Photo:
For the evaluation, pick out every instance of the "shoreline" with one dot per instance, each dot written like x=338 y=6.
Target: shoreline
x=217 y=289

--

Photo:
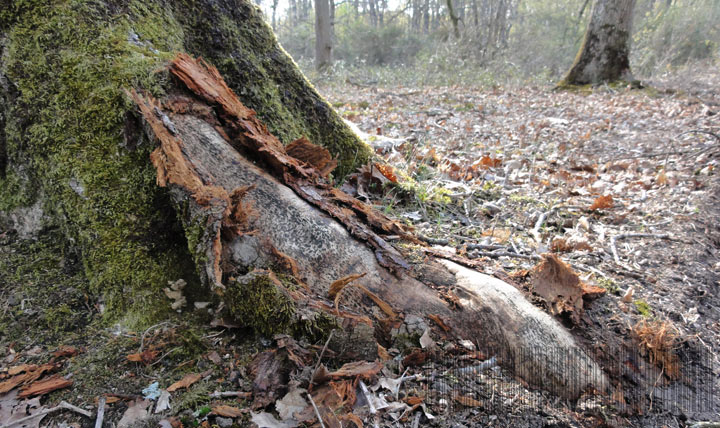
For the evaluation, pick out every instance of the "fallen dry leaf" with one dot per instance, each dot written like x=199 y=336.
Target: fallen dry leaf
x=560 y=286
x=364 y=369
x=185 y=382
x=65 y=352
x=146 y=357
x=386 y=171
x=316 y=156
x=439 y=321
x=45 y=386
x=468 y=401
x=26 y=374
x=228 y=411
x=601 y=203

==

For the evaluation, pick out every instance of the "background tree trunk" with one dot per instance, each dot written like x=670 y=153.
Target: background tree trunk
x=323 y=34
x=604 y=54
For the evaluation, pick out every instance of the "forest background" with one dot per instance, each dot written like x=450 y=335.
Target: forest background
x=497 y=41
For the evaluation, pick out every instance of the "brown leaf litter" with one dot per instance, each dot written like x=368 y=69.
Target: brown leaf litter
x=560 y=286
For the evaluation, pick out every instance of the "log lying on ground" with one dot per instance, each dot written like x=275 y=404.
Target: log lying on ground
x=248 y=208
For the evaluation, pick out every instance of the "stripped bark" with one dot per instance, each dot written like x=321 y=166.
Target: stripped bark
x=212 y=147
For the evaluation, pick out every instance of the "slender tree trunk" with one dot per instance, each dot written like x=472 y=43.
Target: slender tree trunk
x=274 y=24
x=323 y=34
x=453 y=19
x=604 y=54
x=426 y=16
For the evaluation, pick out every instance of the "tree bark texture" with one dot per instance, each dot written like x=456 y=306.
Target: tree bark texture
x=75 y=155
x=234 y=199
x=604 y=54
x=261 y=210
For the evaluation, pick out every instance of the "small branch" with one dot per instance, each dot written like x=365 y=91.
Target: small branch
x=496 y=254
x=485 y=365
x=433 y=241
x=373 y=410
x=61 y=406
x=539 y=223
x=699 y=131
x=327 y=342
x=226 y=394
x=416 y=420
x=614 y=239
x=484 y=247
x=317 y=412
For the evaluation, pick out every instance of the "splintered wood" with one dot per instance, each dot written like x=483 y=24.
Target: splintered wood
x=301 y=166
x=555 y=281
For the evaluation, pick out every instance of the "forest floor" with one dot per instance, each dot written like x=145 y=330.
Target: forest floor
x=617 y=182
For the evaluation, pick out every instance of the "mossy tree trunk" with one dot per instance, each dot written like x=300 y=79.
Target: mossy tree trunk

▶ _GIVEN TASK_
Output the lines from the one containing "like x=145 y=330." through the one containing "Target: mossy tree trunk" as a numbered list, leaving out any blank lines.

▶ _TASK ANSWER_
1. For the evaluation, pick out every instance of the "forest floor" with one dot per instance, each dot written like x=145 y=330.
2. Target: forest floor
3. x=617 y=182
4. For the evaluation, pick out every instance of the "mossy tree trunk" with one dot per instance, each dot written like x=300 y=79.
5. Target: mossy tree trunk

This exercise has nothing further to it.